**Record excerpts:**
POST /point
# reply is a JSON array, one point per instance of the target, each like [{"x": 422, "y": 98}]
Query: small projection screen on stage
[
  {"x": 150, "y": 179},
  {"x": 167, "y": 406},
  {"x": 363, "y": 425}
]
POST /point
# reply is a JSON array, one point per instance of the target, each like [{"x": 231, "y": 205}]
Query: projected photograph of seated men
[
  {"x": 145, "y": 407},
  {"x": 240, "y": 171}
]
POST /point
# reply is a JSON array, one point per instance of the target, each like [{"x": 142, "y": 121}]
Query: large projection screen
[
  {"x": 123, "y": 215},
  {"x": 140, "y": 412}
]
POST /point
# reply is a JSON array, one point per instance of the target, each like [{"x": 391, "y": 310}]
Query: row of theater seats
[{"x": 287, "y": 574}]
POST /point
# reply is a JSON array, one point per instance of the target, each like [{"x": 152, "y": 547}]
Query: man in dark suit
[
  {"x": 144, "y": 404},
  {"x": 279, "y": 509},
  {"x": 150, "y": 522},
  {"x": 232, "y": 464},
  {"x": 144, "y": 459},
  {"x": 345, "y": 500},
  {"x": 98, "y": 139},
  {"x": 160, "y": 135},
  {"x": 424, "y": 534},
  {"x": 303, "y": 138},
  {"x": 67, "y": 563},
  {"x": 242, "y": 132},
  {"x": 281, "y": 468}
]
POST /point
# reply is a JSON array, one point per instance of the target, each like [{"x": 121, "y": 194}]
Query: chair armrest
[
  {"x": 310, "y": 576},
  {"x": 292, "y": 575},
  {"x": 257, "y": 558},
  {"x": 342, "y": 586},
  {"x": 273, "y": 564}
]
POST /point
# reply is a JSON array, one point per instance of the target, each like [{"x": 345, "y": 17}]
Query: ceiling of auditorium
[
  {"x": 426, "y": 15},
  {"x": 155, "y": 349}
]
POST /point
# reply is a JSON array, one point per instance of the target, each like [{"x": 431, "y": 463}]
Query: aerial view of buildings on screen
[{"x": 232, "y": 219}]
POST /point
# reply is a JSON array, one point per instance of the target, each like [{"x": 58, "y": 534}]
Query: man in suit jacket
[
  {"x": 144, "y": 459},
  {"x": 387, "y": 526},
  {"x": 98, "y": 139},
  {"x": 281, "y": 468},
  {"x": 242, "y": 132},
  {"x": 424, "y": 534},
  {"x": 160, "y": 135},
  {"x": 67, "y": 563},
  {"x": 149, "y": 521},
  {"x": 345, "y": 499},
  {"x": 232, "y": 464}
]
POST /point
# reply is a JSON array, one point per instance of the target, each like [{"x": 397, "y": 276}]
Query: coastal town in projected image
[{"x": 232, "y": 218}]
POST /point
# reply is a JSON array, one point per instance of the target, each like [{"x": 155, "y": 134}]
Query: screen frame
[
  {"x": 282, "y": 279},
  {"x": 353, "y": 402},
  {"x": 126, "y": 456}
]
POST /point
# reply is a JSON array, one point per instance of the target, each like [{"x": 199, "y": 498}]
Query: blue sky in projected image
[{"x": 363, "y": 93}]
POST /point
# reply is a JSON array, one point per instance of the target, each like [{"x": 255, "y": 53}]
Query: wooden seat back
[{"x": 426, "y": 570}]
* * *
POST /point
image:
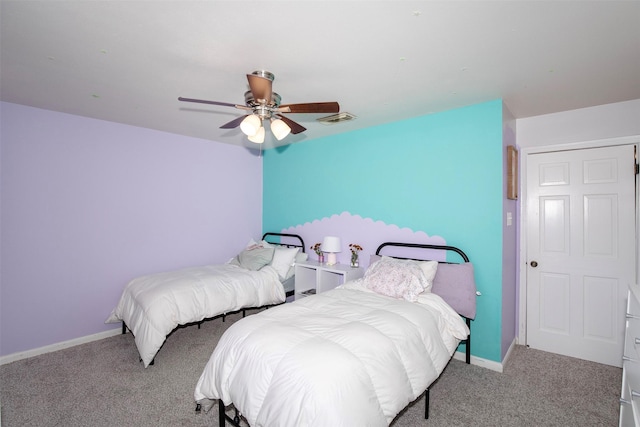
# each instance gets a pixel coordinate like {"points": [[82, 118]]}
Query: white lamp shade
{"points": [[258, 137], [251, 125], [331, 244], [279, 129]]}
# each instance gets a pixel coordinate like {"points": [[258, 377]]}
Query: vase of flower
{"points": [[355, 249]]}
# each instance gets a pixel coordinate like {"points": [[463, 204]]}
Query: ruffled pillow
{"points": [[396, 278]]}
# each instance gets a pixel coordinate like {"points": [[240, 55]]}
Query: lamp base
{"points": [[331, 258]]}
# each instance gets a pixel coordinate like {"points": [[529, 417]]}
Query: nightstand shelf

**Required work:** Search the data above for the word "pixel" and show every line that has it.

**Written response:**
# each instance gets a pixel coordinate like {"points": [[82, 118]]}
# each instance gets a pixel coordinate like {"points": [[258, 377]]}
# each instance gets a pixel coordinate like {"points": [[463, 204]]}
# each instance gets a pixel coordinate like {"points": [[240, 55]]}
# each instance gets a pixel coordinate like {"points": [[529, 417]]}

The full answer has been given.